## begin EXTRACT PROVIDED
HBC deprived of last chance to win Levelling Up Fund grant

Hastings Borough Council has missed out on its last chance to win a grant from the £4.8bn Levelling Up Fund after the government decided to bypass a bidding round. However HBC has recently come in for £40m of government money to improve local living conditions from other funds. Text by Nick Terdre, research and graphics by Russell Hall.

The Department for Levelling Up, Housing and Communities last week announced the award of £974m to 55 successful bids in the third and final round of the Levelling Up Fund, an average of £17.7m per award.

However Hastings Borough Council was not among the successful bidders. This was due to the council’s failure to bid in round two. In January the department confirmed that a third round would be held, but in the event, for reasons best known to itself, it decided that round three awards would be made to the best unsuccessful bids in round two. That meant that Hastings, which also failed to bid in the first round, was not even among the runners for round three.

One reason for the department’s decision to use unsuccessful round two bids as the basis for round three awards may have been the large number of them – 418 out of a total of 529. Assessed according to a methodology prepared under wraps but now made public, most remained unsuccessful – with only 55 awards, 363, or nearly 87%, went in the bin, this time presumably for good. That represents a lot of wasted work for hundreds of councils.

Moreover 93 English councils in priority areas, including Hastings, and all 65 local authorities across Scotland, Wales and Northern Ireland received so-called capacity funding of £125,000 to help them prepare their bids – in view of all the unsuccessful bids that represents a sizeable sum which also went down the drain.


Another reason for the department taking this route may be that it avoided competitive bidding, which attracted a lot of criticism in the previous two rounds, not least because only a minority of bidders were rewarded, as was also the case in the latest round.

The department kept its third round policy confidential until the last moment. As recently as 16 October, when MP Michael Fabricant asked in the Commons what time-scale there was for the next LUF round, DLUHC secretary of state Michael Gove replied, “…we will make sure that Levelling Up Fund Round 3 is brought forward just in advance of the autumn statement.”

Summerfields leisure centre, on the site of which HBC planned to build a sports, cultural and health campus with a grant from the Levelling Up Fund.

HBC had intended to use its Levelling Up Fund grant to build a new sports, cultural and health campus on the site of the Summerfields leisure centre. In an email to councillors in June 2022 council leader Paul Barnett explained that on the advice of consultants it had been decided to forego the second round due to shortage of time to prepare a really strong bid.

It was a gamble as at the time the DLUHC had not stated that there would be a third round.

Modest rewards for East Sussex

East Sussex in general gained only modest rewards from the £4.8bn Levelling Up Fund. Eastbourne (£19.8m), Lewes (£12.7m) and East Sussex County Council (£8m) received grants in round one and Rother (£19.2m) in round two. Lewes also successfully bid for £19.3m from the Towns Fund and £5m from the Future High Streets Fund.
## end EXTRACT PROVIDED
*GIVEN EXERCISE*: Repeat everything in the Levelling Up Fund article from "East Sussex in" down to "High Streets Fund.", keeping the wording unchanged. The data that comes next is from a separate, unrelated source.
## begin DATASET CONTENT
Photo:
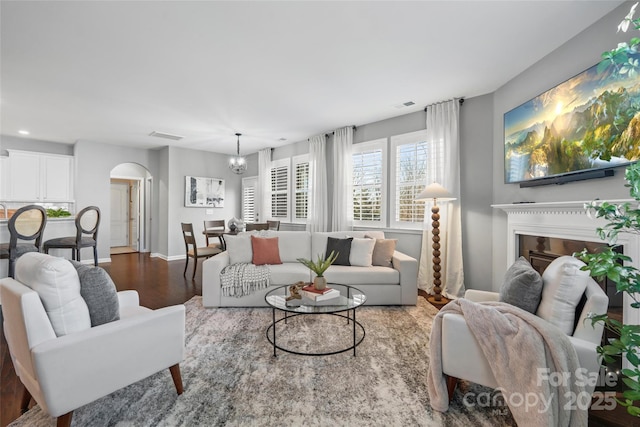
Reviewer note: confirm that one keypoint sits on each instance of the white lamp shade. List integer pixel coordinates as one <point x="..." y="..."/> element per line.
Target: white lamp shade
<point x="435" y="191"/>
## end DATASET CONTENT
*ANSWER IN FULL*:
East Sussex in general gained only modest rewards from the £4.8bn Levelling Up Fund. Eastbourne (£19.8m), Lewes (£12.7m) and East Sussex County Council (£8m) received grants in round one and Rother (£19.2m) in round two. Lewes also successfully bid for £19.3m from the Towns Fund and £5m from the Future High Streets Fund.